Do this:
Render each line of all the rows below as a two-column Markdown table headed No. and Line, numbering the lines and dropping any blank ones. Leave the pictures out of the answer.
==== Extracted entries
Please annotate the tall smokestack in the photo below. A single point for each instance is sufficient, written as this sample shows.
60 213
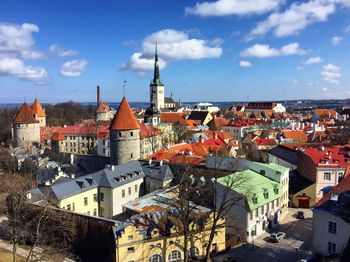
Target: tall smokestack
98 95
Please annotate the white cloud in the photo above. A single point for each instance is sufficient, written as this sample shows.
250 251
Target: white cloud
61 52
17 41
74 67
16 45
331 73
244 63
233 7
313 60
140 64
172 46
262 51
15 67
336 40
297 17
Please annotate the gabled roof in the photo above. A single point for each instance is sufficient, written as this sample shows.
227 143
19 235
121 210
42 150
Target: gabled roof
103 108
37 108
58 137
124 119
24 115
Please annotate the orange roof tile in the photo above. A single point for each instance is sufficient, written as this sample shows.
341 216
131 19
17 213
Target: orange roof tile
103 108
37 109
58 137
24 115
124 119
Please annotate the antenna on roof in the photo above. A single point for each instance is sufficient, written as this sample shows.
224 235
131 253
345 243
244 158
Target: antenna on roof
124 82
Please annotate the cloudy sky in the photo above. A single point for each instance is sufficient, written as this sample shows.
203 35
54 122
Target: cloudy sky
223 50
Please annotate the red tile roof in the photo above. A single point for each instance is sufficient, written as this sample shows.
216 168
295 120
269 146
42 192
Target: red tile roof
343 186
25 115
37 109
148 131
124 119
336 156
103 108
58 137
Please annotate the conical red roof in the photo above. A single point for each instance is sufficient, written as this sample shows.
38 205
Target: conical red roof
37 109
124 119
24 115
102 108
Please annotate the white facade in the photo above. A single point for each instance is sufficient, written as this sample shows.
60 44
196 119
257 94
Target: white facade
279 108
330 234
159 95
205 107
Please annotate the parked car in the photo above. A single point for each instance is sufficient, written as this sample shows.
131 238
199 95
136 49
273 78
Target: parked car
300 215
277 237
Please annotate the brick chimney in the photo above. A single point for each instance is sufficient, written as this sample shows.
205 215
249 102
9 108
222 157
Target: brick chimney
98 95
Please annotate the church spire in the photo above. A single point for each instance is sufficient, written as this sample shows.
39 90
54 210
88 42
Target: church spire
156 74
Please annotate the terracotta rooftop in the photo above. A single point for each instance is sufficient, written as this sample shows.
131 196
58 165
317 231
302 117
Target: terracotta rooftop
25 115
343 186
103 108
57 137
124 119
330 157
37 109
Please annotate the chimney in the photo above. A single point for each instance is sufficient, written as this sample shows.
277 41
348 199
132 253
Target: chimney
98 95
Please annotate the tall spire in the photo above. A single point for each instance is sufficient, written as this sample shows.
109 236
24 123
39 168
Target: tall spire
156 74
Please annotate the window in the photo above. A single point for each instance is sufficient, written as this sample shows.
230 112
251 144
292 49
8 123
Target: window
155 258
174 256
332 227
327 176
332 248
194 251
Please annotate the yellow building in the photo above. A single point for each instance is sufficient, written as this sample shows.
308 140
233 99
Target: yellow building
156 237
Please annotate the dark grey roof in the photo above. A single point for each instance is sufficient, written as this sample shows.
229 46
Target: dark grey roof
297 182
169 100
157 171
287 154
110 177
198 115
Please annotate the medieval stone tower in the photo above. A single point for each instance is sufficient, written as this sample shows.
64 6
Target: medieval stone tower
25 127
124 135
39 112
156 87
========
Right answer:
| No. | Line |
|---|---|
| 1 | Please annotate the tall smokestack in the photo below. A single point for each instance is sufficient, written as this sample shows. |
| 2 | 60 213 |
| 3 | Target: tall smokestack |
| 4 | 98 95 |
| 5 | Please annotate the white cloud in the photo above. A single point for each instance is sufficient, written as this sample shows. |
| 6 | 250 251 |
| 7 | Target: white cloud |
| 8 | 61 52 |
| 9 | 17 41 |
| 10 | 74 67 |
| 11 | 16 45 |
| 12 | 331 73 |
| 13 | 244 63 |
| 14 | 233 7 |
| 15 | 313 60 |
| 16 | 140 64 |
| 17 | 172 46 |
| 18 | 262 51 |
| 19 | 15 67 |
| 20 | 336 40 |
| 21 | 297 17 |
| 22 | Please annotate the gabled roof in the photo above. A single point for each instance is sufficient, written as this sample shows. |
| 23 | 227 143 |
| 24 | 19 235 |
| 25 | 121 210 |
| 26 | 42 150 |
| 27 | Target: gabled roof |
| 28 | 103 108 |
| 29 | 37 108 |
| 30 | 58 137 |
| 31 | 124 119 |
| 32 | 24 115 |
| 33 | Please annotate the orange roof tile in the photo above. A single point for each instance is sufficient, written as this sample shows. |
| 34 | 341 216 |
| 35 | 131 19 |
| 36 | 17 213 |
| 37 | Target: orange roof tile |
| 38 | 103 108 |
| 39 | 37 109 |
| 40 | 58 137 |
| 41 | 24 115 |
| 42 | 124 119 |
| 43 | Please annotate the antenna on roof in the photo above. A single point for each instance is sufficient, written as this sample shows. |
| 44 | 224 235 |
| 45 | 131 253 |
| 46 | 345 243 |
| 47 | 244 158 |
| 48 | Target: antenna on roof |
| 49 | 124 82 |
| 50 | Please annotate the cloudy sky in the photo above. A single point for each instance is sufficient, written as this sample shows. |
| 51 | 203 35 |
| 52 | 54 122 |
| 53 | Target: cloudy sky |
| 54 | 223 50 |
| 55 | Please annotate the red tile roof in the photo above. A single point for each instance is sufficient, written as this sample shows. |
| 56 | 216 168 |
| 57 | 295 120 |
| 58 | 269 146 |
| 59 | 42 192 |
| 60 | Target: red tile roof |
| 61 | 343 186 |
| 62 | 25 115 |
| 63 | 37 109 |
| 64 | 148 131 |
| 65 | 124 119 |
| 66 | 336 156 |
| 67 | 103 108 |
| 68 | 58 137 |
| 69 | Please annotate the conical red roof in the photo above. A single point for each instance is sufficient, written as this sample shows. |
| 70 | 38 205 |
| 71 | Target: conical red roof |
| 72 | 37 109 |
| 73 | 124 119 |
| 74 | 24 115 |
| 75 | 102 108 |
| 76 | Please annotate the white facade in the photo above. A single point for each instance is sufficient, written as this sample shows. |
| 77 | 60 44 |
| 78 | 196 119 |
| 79 | 257 94 |
| 80 | Target: white facade |
| 81 | 279 108 |
| 82 | 330 234 |
| 83 | 159 95 |
| 84 | 205 107 |
| 85 | Please annotate the parked car in the photo above. A single point for each instance is sufficient, written as this sample shows. |
| 86 | 131 238 |
| 87 | 199 95 |
| 88 | 136 49 |
| 89 | 273 78 |
| 90 | Target: parked car |
| 91 | 300 215 |
| 92 | 277 237 |
| 93 | Please annotate the brick chimney in the photo above. A single point for each instance is sufficient, written as this sample shows. |
| 94 | 205 215 |
| 95 | 249 102 |
| 96 | 9 108 |
| 97 | 222 157 |
| 98 | Target: brick chimney |
| 99 | 98 95 |
| 100 | Please annotate the church spire in the photo above. A single point for each instance is sufficient, written as this sample shows. |
| 101 | 39 90 |
| 102 | 54 210 |
| 103 | 88 42 |
| 104 | Target: church spire |
| 105 | 156 74 |
| 106 | Please annotate the terracotta rooftop in the photo above. A single point for each instance is sufficient, written as this sample shows. |
| 107 | 131 196 |
| 108 | 58 165 |
| 109 | 317 231 |
| 110 | 302 117 |
| 111 | Target: terracotta rooftop |
| 112 | 25 115 |
| 113 | 343 186 |
| 114 | 103 108 |
| 115 | 57 137 |
| 116 | 124 119 |
| 117 | 330 157 |
| 118 | 37 109 |
| 119 | Please annotate the chimney in the photo above. A single point for each instance is sufficient, written as this sample shows. |
| 120 | 277 41 |
| 121 | 348 199 |
| 122 | 132 253 |
| 123 | Target: chimney |
| 124 | 98 95 |
| 125 | Please annotate the tall spire in the photo above. A single point for each instance is sufficient, written as this sample shows. |
| 126 | 109 236 |
| 127 | 24 123 |
| 128 | 39 168 |
| 129 | Target: tall spire |
| 130 | 156 74 |
| 131 | Please annotate the window in the photo above. A single point for each instance is sufficient, written as this sample shows. |
| 132 | 230 112 |
| 133 | 251 144 |
| 134 | 292 49 |
| 135 | 8 123 |
| 136 | Target: window |
| 137 | 155 258 |
| 138 | 174 256 |
| 139 | 332 227 |
| 140 | 327 176 |
| 141 | 332 248 |
| 142 | 194 251 |
| 143 | Please annotate the yellow building in the photo above. A single point for each instance is sufficient, written as this sample shows. |
| 144 | 308 140 |
| 145 | 233 99 |
| 146 | Target: yellow building |
| 147 | 156 237 |
| 148 | Please annotate the dark grey roof in the photo above. A single point for each instance is sufficient, written as this sample shows. |
| 149 | 229 46 |
| 150 | Target: dark grey roof |
| 151 | 297 182 |
| 152 | 169 100 |
| 153 | 157 171 |
| 154 | 287 154 |
| 155 | 110 177 |
| 156 | 198 115 |
| 157 | Please annotate the medieval stone tower in the photo above. A single point for each instance is sufficient, written as this sample shows. |
| 158 | 64 6 |
| 159 | Target: medieval stone tower |
| 160 | 25 127 |
| 161 | 124 135 |
| 162 | 39 112 |
| 163 | 156 87 |